When emotions are overwhelming, unresolved, or repeatedly experienced over time, they impact our physical wellbeing. Unhealthy, dysfunctional organs on the other hand, can affect our emotional behavior.
Emotions often Appear in the Weakest Organs
Emotional stress frequently manifests in the body’s most vulnerable system. In my own life, a profound emotional shock at age nineteen showed up in my lungs.
My father, age 43, went to see a doctor for a sharp pain sensation in his chest, which he noticed while bending over to pick blueberries on a hike. Despite being a lifelong non-smoker, he was diagnosed with terminal lung cancer. I spent that night in tears and got up the next morning with a severe pneumonia that was confirmed by X-ray and required medical treatment.
The lungs are associated with grief in Chinese Medicine. In addition, my maternal grandmother had tuberculosis, passing a genetic predisposition for lung issues down the family line. I had chronic bronchitis as a child and early signs of asthma. My already vulnerable lungs responded immediately when my mind could not process the immense grief I experienced that night.
---------------
▶ [Study questions]
(1) Summarize the passage on emotions and organs in two sentences.
(2) According to the passage on emotions and organs, what did the writer wake up with the morning after the father's diagnosis?
(3) In the passage on emotions and organs, rewrite the stretch from "When emotions are" through "our emotional behavior.", changing "physical wellbeing" to "bodily health".
The lines that follow are separate material, unconnected to the passage on emotions and organs.

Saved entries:
---------------
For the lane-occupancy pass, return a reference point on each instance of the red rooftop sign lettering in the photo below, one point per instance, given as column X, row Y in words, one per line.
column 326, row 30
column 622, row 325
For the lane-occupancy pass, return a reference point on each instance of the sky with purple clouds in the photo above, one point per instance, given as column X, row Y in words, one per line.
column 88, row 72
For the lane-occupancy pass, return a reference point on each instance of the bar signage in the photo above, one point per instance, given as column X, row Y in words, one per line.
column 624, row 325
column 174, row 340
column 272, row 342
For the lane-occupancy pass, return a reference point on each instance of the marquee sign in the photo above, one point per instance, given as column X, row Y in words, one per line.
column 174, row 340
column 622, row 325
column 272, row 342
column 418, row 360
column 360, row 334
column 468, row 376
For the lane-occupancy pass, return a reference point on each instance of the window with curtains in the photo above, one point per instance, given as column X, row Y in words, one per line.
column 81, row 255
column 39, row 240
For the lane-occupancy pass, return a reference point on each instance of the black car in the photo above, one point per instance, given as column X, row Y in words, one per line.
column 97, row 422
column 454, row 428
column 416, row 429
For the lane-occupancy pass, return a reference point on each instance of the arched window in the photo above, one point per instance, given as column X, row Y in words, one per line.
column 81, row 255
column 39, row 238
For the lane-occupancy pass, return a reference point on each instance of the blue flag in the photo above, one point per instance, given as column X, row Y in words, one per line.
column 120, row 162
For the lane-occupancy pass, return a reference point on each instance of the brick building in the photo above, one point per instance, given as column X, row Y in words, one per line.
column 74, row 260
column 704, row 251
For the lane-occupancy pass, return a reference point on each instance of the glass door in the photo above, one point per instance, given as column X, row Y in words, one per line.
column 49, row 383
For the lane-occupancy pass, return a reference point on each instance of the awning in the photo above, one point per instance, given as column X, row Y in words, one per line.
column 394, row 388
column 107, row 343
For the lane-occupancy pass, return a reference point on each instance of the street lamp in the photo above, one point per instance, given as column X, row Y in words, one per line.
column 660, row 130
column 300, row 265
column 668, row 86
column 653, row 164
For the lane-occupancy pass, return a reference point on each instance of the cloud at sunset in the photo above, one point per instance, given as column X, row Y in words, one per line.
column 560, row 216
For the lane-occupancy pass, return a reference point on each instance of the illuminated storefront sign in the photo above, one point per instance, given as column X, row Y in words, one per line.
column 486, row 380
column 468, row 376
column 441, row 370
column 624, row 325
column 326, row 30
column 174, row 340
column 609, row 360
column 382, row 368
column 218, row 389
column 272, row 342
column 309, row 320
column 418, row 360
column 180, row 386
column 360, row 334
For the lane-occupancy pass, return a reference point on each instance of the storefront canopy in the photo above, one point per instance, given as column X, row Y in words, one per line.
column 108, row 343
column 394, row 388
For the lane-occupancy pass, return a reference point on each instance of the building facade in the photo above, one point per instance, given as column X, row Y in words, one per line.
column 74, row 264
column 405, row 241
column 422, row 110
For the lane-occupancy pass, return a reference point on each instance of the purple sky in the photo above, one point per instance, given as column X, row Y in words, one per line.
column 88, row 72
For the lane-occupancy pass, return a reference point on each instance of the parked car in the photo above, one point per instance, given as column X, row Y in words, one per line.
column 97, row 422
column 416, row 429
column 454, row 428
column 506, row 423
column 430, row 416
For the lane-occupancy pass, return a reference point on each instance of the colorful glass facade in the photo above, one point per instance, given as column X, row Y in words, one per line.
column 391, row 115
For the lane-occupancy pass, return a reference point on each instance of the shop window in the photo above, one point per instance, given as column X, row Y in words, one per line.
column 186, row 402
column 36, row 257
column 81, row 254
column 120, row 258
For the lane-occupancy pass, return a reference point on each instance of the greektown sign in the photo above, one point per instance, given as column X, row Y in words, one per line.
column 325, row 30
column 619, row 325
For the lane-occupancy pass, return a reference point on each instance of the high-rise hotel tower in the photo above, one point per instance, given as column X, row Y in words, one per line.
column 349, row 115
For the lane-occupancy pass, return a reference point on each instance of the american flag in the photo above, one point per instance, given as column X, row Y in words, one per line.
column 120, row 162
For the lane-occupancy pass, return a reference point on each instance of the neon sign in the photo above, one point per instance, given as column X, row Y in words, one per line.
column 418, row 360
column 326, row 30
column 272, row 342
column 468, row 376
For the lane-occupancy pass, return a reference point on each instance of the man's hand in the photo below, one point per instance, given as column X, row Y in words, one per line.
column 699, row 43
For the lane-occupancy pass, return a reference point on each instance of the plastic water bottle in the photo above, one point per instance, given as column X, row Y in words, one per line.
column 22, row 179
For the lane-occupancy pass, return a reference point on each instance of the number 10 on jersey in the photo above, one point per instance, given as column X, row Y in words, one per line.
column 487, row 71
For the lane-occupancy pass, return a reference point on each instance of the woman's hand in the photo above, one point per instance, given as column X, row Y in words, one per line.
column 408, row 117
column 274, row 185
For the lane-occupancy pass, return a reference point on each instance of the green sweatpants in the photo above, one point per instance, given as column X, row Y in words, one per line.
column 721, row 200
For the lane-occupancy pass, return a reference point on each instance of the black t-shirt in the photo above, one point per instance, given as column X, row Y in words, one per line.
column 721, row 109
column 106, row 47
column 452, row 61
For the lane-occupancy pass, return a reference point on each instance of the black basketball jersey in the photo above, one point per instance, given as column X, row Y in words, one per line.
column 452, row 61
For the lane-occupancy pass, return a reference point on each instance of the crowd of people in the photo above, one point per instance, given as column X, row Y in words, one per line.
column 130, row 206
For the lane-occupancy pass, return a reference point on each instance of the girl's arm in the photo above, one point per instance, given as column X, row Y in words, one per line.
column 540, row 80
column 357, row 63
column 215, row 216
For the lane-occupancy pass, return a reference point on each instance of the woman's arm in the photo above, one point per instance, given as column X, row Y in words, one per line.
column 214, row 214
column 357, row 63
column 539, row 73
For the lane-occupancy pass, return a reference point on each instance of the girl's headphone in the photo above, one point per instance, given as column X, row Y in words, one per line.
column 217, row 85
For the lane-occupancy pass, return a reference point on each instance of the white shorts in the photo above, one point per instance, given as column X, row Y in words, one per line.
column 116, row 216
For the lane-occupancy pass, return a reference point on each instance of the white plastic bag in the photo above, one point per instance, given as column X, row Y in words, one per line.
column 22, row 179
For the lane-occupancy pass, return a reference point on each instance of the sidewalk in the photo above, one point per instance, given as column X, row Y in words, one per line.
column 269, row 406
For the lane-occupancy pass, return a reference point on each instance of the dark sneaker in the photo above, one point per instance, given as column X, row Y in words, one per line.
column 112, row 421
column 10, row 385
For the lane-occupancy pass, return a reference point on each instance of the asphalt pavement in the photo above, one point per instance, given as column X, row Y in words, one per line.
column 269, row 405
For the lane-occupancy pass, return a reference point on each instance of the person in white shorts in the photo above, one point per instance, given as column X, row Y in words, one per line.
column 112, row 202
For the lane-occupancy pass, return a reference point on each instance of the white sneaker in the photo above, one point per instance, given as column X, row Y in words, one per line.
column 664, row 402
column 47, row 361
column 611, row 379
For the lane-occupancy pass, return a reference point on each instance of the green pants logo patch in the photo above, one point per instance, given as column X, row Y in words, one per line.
---------------
▶ [Exercise results]
(1) Overwhelming, unresolved, or repeatedly experienced emotions affect physical wellbeing, and emotional stress often shows up in the body's most vulnerable system. After the writer's father was diagnosed with terminal lung cancer, the writer developed severe pneumonia the next morning, which the writer attributes to lungs already made vulnerable by family history and childhood illness, noting that Chinese Medicine associates the lungs with grief.

(2) A severe pneumonia, confirmed by X-ray, that required medical treatment.

(3)
When emotions are overwhelming, unresolved, or repeatedly experienced over time, they impact our bodily health. Unhealthy, dysfunctional organs on the other hand, can affect our emotional behavior.